Work request: When copying the data, keep every line exactly the same.

[Records contained in a dataset]
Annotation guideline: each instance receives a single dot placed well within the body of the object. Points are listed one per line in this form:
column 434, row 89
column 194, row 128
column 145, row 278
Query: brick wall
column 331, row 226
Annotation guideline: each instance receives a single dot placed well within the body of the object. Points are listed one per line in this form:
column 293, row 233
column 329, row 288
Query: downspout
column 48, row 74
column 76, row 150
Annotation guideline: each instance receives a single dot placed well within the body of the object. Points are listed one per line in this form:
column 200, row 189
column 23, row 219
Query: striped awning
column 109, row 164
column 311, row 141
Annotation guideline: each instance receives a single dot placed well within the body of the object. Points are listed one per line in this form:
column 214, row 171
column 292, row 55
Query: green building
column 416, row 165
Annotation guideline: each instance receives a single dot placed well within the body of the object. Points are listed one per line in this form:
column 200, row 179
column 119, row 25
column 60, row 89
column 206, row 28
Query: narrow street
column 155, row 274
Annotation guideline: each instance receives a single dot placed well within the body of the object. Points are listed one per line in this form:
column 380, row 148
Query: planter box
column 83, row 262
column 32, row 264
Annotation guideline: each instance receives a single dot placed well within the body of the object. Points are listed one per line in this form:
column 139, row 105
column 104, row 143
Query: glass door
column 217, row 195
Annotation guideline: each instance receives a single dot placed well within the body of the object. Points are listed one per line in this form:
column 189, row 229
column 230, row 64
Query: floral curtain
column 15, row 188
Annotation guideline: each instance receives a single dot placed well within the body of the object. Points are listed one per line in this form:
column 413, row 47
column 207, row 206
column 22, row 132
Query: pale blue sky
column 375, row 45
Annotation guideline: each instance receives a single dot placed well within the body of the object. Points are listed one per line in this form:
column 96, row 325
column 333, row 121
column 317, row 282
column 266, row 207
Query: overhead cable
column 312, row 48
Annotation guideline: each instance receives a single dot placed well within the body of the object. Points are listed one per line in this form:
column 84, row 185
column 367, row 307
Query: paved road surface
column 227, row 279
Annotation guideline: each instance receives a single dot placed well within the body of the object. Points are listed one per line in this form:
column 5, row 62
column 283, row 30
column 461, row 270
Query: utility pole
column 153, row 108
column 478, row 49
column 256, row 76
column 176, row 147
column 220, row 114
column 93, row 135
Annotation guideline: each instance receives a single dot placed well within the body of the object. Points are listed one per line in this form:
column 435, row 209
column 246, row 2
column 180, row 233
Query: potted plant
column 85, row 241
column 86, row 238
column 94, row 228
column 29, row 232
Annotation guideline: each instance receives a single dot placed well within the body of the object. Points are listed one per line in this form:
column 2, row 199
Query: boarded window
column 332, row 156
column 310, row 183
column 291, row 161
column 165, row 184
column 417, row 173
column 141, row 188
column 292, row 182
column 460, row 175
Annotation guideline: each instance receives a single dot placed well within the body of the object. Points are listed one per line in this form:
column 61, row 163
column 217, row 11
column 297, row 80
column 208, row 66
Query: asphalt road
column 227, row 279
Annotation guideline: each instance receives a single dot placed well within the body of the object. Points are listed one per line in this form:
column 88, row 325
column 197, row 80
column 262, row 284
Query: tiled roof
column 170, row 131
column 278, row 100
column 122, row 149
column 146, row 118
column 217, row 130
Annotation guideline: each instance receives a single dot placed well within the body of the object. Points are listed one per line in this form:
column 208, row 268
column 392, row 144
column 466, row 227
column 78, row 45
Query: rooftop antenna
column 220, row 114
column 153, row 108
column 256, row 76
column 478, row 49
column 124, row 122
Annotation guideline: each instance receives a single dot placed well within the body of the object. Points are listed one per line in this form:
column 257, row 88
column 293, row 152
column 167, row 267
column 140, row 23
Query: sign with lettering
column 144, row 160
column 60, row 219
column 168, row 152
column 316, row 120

Answer space:
Annotation guideline: each instance receives a single dot placed well within the body of the object. Points are listed one per line in this form:
column 434, row 89
column 194, row 128
column 145, row 278
Query: brick wall
column 331, row 226
Annotation guideline: each instance receives a single dot placed well within the body of the object. Points are listed one per line in this form:
column 293, row 233
column 329, row 288
Query: downspout
column 48, row 74
column 76, row 150
Annotation guideline: each instance receives a single dot placed well within the body of the object. Points are listed one per line in this form:
column 200, row 189
column 23, row 219
Query: striped awning
column 109, row 164
column 311, row 141
Annotation guideline: each instance receives a single dot placed well within the body of the object. Points are listed one per line in this form:
column 214, row 171
column 292, row 55
Query: green building
column 416, row 165
Annotation guideline: each instance receives a single dot placed well within the body of the object. Points are listed one per line in this form:
column 200, row 179
column 119, row 25
column 60, row 89
column 206, row 28
Query: narrow street
column 155, row 274
Annotation guideline: each instance receives a single dot placed well within the body of the object. Points are listed one per line in this form:
column 380, row 148
Query: planter box
column 83, row 262
column 32, row 264
Annotation guideline: each instance receives a single dot placed well within the body of the object. Points are listed one per line in this form:
column 139, row 105
column 104, row 143
Query: glass door
column 217, row 195
Annotation guideline: each instance receives a single dot placed well within the body of the object. Points are listed one per line in this form:
column 189, row 229
column 230, row 64
Query: floral curtain
column 15, row 188
Annotation guideline: each instance receives a single dot placed well within the body of the object. Points are listed one per line in this form:
column 413, row 47
column 207, row 206
column 22, row 132
Query: pale blue sky
column 375, row 45
Annotation guideline: each instance receives a single dot placed well within the body of the object. Points are listed one per line in this form:
column 96, row 325
column 333, row 121
column 317, row 282
column 266, row 207
Query: overhead cable
column 312, row 48
Annotation guideline: each instance receives a single dot placed well within the body of the object. Points are listed one per line in this form:
column 84, row 185
column 367, row 307
Query: paved road surface
column 227, row 279
Annotation guideline: each instance receives a single dot placed well within the body of the object. Points are listed one per line in this form:
column 5, row 62
column 283, row 30
column 461, row 270
Query: utility pole
column 153, row 108
column 478, row 49
column 256, row 76
column 176, row 147
column 220, row 114
column 93, row 135
Annotation guideline: each instance receives a single dot placed well within the body of the object. Points are listed one per line in this form:
column 435, row 209
column 246, row 2
column 180, row 233
Query: potted plant
column 85, row 241
column 86, row 238
column 94, row 228
column 29, row 232
Annotation guideline: each instance receives a single dot placed well within the body of the object. Points are listed one per line in this form:
column 2, row 199
Query: boarded window
column 332, row 156
column 310, row 183
column 291, row 161
column 165, row 184
column 417, row 173
column 141, row 188
column 292, row 182
column 460, row 175
Annotation guideline: each instance receives a single dot placed well within the body of the object. Points are listed one per line in this form:
column 61, row 163
column 217, row 11
column 297, row 80
column 208, row 66
Query: asphalt road
column 227, row 279
Annotation guideline: each instance receives a single dot placed well within the body of the object. Points are listed one per line in this form:
column 88, row 325
column 197, row 80
column 262, row 284
Query: tiled roof
column 170, row 131
column 278, row 100
column 122, row 149
column 146, row 118
column 217, row 130
Annotation guideline: each instance receives a single dot placed well within the body of the object. Points are listed one per line in this form:
column 208, row 268
column 392, row 144
column 466, row 227
column 78, row 45
Query: rooftop antenna
column 220, row 114
column 153, row 108
column 256, row 76
column 478, row 49
column 124, row 122
Annotation guideline: each instance receives a single dot placed well within the body of the object. Points are listed one per line in this form:
column 257, row 88
column 293, row 152
column 167, row 267
column 140, row 23
Query: sign with lettering
column 144, row 160
column 60, row 219
column 168, row 152
column 316, row 120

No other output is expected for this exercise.